◆ **Work task**: Give each record below again, without a single difference.

** Opening Records supplied block **

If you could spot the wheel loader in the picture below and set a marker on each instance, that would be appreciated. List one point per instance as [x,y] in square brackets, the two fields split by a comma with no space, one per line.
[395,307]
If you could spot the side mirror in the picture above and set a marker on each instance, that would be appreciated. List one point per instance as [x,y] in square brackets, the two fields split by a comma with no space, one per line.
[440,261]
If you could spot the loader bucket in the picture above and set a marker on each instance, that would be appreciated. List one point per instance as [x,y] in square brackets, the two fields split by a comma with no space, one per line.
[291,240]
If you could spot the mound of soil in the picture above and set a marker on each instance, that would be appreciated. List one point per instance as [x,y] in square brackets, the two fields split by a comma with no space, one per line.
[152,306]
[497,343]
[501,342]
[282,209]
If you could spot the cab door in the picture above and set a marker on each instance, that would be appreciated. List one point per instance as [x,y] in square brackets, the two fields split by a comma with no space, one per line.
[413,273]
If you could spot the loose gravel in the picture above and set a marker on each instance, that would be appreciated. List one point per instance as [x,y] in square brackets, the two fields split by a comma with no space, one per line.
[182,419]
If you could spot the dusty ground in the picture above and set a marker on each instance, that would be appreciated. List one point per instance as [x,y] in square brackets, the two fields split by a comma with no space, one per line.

** Closing Records supplied block **

◆ **Result**:
If you could spot the wheel loader in the picture below and set a marker on each instance, that would be appreciated. List one point per instance as [x,y] in square brackets, the two fields split by a comma with no space, one per line.
[395,307]
If you could spot the side mirror in the picture above and set a marker on each instance, that would be appreciated. List one point per instance as [x,y] in square brackets, the two fields split by a comma with no space, one per line.
[440,261]
If you could spot the loader bucket in the picture above and set a marker on each instance, that would be appreciated. List one point per instance as [x,y] in square brackets, the two fields split by a comma with no space, one per line.
[291,240]
If you could spot the mound of soil in the picture above and set a marker on each instance, that would be appreciated. List one point per instance as [x,y] in square brackets, the two fields split by a comma with no space, one per line.
[152,306]
[497,343]
[501,342]
[282,209]
If you could spot the cab door in the picture above and set a marker on each instance, that would be appreciated. List one point per instance as [x,y] in square brackets, the two fields split by a comma with no space, one per line.
[413,273]
If you could spot the loose gravel in the picture above and set a marker on each instance, that would be appreciated. List one point per instance as [x,y] in square brackets, the two fields split by a comma with no space, one per line.
[182,419]
If you could spot the dusty ground in the picture above and set a marker on each instance, that would be appreciated. List one point per instance as [x,y] in square brackets, the two fields split by a comma with no space, one per line.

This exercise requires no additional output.